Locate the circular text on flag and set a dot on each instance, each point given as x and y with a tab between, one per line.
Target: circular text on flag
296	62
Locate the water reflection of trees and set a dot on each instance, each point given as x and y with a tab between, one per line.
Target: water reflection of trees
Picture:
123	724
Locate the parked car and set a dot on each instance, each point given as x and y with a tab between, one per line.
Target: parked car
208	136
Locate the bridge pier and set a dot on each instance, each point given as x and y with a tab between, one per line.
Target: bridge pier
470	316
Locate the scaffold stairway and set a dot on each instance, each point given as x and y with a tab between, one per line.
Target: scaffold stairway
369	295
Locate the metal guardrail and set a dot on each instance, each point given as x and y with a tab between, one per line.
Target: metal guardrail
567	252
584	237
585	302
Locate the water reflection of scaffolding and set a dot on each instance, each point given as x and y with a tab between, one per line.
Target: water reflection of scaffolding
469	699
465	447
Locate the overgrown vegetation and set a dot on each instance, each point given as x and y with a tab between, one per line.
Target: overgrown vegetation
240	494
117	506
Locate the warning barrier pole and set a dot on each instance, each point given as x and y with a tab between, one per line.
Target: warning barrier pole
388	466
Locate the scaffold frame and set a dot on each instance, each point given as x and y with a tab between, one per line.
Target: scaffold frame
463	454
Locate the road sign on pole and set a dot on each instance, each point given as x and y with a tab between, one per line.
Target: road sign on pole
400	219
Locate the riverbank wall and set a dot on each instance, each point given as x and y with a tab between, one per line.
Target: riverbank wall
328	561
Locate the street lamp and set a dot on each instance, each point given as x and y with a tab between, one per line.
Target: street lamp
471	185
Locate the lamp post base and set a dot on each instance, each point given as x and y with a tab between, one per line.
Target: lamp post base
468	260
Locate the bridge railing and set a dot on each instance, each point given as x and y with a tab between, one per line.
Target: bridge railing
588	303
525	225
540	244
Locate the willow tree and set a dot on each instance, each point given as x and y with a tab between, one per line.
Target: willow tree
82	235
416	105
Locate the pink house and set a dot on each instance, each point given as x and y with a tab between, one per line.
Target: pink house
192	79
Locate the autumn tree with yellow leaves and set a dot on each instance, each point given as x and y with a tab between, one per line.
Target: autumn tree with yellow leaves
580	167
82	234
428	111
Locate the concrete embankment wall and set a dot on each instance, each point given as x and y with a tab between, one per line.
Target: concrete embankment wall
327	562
====
## Task
Print exactly the lines from the one with "Locate the willow" through the end of the data, inclusive.

## Answer to the exercise
Locate the willow tree and set a dot on each instance, each point given as x and y with a tab between, one per line.
Target: willow tree
82	235
416	105
Locate the pink house and set a dot on each instance, each point given as x and y with a tab between, one per line.
Target: pink house
192	79
Locate the autumn tree with yellow leaves and set a dot on each instance, each point given as x and y with a tab between, one per line.
Target: autumn tree with yellow leaves
580	167
82	234
428	111
Locate the concrete embankment wall and set a dot on each instance, each point given as x and y with a tab between, one per line.
Target: concrete embankment wall
327	562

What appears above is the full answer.